## Exercise
Write out again only the lines running from the one that contains "logo on white" to the end of the records below, including both the first and the last.
.....
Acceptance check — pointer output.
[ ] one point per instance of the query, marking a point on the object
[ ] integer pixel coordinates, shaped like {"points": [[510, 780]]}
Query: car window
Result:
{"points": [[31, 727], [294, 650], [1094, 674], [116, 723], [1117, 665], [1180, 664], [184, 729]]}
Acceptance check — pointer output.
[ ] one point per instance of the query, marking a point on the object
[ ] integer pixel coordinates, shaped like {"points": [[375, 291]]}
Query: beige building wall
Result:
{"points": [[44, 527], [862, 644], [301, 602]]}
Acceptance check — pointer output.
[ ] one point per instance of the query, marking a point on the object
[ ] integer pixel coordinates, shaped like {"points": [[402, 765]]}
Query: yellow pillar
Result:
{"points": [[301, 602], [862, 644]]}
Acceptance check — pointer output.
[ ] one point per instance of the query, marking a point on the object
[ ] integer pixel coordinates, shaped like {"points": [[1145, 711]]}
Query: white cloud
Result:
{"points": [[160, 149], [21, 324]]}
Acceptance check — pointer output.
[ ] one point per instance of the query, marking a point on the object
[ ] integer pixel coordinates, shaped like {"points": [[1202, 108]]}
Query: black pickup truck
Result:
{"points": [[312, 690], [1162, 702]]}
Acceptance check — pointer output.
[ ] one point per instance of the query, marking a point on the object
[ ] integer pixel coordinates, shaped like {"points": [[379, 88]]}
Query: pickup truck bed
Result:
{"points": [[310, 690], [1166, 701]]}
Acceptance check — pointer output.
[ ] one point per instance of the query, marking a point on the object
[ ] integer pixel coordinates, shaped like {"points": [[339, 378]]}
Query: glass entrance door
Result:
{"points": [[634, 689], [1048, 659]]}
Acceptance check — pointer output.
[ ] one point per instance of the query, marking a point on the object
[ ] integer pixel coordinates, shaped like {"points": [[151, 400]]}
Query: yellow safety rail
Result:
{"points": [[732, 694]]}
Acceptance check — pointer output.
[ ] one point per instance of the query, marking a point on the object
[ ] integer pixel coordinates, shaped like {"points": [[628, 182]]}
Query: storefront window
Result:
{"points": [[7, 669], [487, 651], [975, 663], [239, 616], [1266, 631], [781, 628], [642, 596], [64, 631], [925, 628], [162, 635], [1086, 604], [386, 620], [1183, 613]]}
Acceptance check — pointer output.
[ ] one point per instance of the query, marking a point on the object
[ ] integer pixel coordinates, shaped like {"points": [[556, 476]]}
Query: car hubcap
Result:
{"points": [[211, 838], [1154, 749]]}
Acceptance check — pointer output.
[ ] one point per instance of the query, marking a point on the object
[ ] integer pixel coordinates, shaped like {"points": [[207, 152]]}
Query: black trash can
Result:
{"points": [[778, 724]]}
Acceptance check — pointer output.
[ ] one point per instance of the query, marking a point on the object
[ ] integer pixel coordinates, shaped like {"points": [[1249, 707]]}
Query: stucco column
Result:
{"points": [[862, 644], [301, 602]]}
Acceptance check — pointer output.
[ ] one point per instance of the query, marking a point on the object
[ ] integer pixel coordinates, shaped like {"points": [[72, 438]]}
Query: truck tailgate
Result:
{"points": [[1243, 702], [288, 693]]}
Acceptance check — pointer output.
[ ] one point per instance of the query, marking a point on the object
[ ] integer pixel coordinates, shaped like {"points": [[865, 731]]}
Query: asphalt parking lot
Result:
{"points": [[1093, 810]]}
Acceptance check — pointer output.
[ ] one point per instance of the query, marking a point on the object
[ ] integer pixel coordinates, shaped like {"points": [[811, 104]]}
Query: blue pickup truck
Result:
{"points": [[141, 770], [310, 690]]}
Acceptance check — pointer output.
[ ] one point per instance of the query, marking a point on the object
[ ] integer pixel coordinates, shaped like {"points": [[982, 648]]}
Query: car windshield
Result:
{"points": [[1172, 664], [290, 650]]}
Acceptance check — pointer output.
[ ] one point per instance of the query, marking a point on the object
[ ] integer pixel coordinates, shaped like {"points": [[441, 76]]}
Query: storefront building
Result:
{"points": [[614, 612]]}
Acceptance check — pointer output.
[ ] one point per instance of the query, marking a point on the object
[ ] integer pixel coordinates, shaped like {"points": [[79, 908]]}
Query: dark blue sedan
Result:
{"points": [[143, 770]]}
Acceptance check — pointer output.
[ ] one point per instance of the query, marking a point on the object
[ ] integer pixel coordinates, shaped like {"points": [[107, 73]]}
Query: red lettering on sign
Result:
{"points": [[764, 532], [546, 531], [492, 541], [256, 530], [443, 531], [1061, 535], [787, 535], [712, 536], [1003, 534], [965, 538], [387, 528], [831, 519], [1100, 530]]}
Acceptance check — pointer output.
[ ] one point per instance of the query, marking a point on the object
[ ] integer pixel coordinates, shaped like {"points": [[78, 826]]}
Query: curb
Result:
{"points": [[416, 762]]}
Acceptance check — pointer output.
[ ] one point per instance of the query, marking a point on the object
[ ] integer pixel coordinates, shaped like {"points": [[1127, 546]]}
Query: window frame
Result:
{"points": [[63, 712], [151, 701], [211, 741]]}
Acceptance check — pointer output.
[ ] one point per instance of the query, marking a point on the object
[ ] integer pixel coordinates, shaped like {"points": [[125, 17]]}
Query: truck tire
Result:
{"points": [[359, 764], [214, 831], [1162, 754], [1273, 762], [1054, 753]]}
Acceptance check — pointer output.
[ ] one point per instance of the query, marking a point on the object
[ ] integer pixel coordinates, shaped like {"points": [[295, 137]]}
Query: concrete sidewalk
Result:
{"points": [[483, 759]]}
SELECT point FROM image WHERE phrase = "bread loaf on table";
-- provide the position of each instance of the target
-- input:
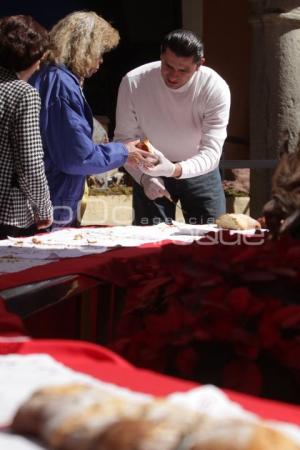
(80, 417)
(145, 144)
(237, 222)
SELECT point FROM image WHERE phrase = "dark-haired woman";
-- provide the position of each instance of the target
(25, 205)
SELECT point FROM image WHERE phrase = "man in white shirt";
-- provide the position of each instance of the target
(182, 107)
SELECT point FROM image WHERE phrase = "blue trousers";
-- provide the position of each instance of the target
(202, 201)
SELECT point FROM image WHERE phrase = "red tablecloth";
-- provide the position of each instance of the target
(106, 366)
(90, 265)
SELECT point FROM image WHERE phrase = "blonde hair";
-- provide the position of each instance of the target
(79, 39)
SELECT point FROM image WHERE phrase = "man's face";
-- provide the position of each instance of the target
(177, 70)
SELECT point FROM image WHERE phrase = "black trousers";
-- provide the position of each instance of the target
(202, 200)
(10, 230)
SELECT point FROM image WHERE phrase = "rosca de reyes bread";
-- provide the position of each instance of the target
(145, 144)
(81, 417)
(237, 222)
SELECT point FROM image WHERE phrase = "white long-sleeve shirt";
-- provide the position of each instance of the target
(188, 125)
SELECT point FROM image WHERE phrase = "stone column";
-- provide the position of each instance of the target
(275, 88)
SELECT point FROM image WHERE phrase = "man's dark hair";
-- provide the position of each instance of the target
(183, 43)
(23, 41)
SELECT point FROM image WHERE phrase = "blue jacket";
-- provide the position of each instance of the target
(66, 128)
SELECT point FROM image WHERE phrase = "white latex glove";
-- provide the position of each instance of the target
(154, 187)
(164, 168)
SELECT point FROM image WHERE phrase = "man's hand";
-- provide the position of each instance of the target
(154, 187)
(164, 168)
(41, 224)
(138, 157)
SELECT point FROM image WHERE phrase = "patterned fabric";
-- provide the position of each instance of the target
(24, 194)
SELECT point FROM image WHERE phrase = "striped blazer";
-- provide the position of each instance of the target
(24, 193)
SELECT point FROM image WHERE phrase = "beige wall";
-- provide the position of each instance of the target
(226, 35)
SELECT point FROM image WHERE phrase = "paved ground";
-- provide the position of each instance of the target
(110, 210)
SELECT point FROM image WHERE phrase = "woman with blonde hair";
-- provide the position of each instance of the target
(77, 43)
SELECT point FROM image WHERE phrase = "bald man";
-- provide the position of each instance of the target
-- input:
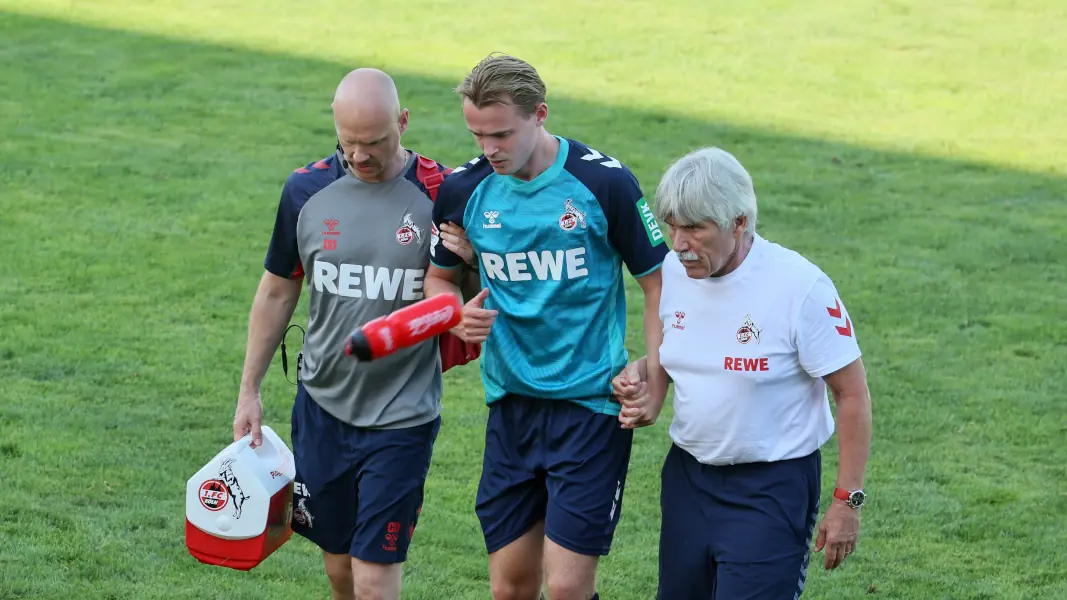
(355, 230)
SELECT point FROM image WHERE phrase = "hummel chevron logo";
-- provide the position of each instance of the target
(610, 162)
(835, 313)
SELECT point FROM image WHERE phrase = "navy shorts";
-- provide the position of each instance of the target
(556, 461)
(738, 532)
(357, 491)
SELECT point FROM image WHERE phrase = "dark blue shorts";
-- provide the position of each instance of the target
(357, 491)
(556, 461)
(741, 532)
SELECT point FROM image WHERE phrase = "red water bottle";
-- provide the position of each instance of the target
(404, 328)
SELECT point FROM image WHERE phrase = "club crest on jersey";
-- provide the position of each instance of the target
(680, 324)
(571, 217)
(747, 332)
(409, 231)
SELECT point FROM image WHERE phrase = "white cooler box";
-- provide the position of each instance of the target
(239, 506)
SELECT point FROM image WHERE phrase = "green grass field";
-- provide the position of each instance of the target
(917, 152)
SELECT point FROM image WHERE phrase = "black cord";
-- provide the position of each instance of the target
(300, 354)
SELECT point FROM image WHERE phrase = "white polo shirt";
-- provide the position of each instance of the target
(747, 352)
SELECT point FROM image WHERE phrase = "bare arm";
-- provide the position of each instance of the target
(655, 374)
(271, 310)
(853, 400)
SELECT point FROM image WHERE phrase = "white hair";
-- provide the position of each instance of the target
(706, 185)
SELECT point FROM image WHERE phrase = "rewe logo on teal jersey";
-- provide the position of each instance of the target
(651, 226)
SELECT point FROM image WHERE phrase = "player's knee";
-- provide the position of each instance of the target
(516, 588)
(570, 586)
(373, 581)
(339, 572)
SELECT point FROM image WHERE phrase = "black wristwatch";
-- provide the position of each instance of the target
(855, 499)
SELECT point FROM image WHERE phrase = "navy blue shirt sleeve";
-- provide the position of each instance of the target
(448, 208)
(632, 227)
(452, 198)
(283, 254)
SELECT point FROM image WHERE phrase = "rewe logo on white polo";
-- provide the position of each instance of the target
(367, 281)
(545, 265)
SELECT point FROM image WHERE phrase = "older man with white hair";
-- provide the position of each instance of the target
(753, 335)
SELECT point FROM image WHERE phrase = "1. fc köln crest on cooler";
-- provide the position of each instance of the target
(747, 332)
(409, 231)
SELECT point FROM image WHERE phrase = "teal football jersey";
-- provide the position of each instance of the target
(552, 253)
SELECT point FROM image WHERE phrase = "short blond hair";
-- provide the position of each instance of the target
(504, 79)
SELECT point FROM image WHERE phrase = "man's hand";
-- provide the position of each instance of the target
(838, 533)
(632, 389)
(477, 320)
(249, 417)
(457, 242)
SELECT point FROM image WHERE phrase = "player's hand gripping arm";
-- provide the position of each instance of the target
(642, 399)
(272, 308)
.....
## Result of this task
SELECT point FROM image WHERE phrase = "rewe logo on white polo";
-- provide the position of each instance of the target
(367, 281)
(545, 265)
SELECT point FROM image WHERE phrase = "older man with white hair";
-- provide the position of each instance of the target
(753, 335)
SELECT point FROM image WHERE phrase = "1. fc köln crest on cooler";
-- provide the position of each instance of the target
(747, 332)
(409, 231)
SELECT point FROM image WHERE phrase = "teal football jersey";
-- provide the position of each instance of the target
(552, 253)
SELECT point FROM image WHERE phrase = "short blond hair";
-- provide the position of each instance of the target
(504, 79)
SELECT point FROM image WHERE phrase = "man's hand";
-- provide the position of each instance of the target
(838, 533)
(632, 389)
(477, 320)
(249, 417)
(457, 242)
SELECT point FROM image WHERE phrase = "player's hand gripping arm";
-- provide the position of each instance of the target
(642, 399)
(272, 308)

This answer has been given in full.